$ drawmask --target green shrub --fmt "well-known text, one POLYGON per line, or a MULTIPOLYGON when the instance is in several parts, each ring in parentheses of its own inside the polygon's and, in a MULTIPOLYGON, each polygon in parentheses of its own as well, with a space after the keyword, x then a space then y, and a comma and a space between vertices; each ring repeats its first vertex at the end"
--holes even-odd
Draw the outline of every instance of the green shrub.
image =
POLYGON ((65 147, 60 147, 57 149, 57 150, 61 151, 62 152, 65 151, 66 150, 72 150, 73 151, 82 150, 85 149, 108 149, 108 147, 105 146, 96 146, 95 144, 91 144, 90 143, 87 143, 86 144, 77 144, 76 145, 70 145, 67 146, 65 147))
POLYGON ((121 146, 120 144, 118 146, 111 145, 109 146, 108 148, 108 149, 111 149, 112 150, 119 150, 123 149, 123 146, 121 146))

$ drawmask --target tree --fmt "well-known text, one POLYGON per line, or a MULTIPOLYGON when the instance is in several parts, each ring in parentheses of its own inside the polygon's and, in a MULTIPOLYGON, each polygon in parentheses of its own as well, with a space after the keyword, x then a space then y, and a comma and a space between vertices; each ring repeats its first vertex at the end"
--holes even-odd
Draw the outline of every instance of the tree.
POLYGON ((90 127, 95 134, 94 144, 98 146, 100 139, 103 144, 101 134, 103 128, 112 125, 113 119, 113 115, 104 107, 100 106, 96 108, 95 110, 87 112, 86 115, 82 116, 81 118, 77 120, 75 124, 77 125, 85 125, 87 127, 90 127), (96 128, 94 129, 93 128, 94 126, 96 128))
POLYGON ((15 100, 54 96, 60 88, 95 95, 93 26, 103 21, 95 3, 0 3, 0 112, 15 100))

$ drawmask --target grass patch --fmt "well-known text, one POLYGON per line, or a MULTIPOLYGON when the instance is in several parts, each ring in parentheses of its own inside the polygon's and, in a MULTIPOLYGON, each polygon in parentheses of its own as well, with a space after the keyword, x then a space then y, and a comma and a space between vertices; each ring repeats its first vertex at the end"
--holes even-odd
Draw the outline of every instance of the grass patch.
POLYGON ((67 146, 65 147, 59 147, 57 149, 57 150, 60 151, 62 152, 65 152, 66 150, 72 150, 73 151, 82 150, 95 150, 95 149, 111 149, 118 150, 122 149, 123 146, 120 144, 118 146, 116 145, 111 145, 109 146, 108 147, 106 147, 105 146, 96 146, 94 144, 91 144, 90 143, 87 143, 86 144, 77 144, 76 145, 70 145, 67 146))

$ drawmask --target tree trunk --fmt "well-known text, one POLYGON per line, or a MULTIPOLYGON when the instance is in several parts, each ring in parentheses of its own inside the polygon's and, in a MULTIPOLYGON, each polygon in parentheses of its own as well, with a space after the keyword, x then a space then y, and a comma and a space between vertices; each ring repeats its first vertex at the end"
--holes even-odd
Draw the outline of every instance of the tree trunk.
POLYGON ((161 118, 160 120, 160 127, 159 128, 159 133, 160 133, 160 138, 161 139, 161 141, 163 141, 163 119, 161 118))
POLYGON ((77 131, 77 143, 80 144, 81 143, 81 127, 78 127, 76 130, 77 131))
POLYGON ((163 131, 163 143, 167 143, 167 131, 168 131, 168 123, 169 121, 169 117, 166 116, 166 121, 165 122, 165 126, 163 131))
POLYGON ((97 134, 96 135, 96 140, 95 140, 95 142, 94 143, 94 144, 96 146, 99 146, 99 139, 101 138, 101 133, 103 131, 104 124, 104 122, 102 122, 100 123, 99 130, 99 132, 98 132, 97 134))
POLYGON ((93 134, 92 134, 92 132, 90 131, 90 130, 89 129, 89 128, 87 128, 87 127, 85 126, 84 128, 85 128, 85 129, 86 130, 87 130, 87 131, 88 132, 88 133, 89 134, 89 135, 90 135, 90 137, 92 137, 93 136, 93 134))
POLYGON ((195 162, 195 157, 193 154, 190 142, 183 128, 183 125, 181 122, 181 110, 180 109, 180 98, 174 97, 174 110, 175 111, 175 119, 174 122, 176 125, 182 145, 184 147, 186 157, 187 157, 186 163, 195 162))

==========

**Problem description**
Output the stretch of the entries above from the line that contains "--target tree --fmt" through the line that contains "POLYGON ((15 100, 54", both included, without changing a character.

**Solution to this exercise**
$ drawmask --target tree --fmt "well-known text, one POLYGON per line, or a MULTIPOLYGON when the instance is in several parts, each ring in parentheses of its own inside the polygon's and, in a MULTIPOLYGON, each polygon in parentheses of its own as well, with a space after the keyword, x then a space then y, and a comma and a space between vertices; each ring repeats its first vertex at the end"
--holes even-odd
Draw the outline of every instance of the tree.
POLYGON ((90 127, 95 134, 94 144, 98 146, 100 139, 103 144, 101 134, 103 128, 112 125, 113 119, 113 115, 104 107, 100 106, 96 108, 95 110, 87 112, 86 115, 82 116, 81 118, 77 120, 75 124, 77 125, 85 125, 87 127, 90 127), (96 128, 94 129, 93 128, 94 126, 96 128))
POLYGON ((15 100, 54 96, 60 88, 95 95, 93 26, 103 21, 95 3, 0 3, 0 112, 15 100))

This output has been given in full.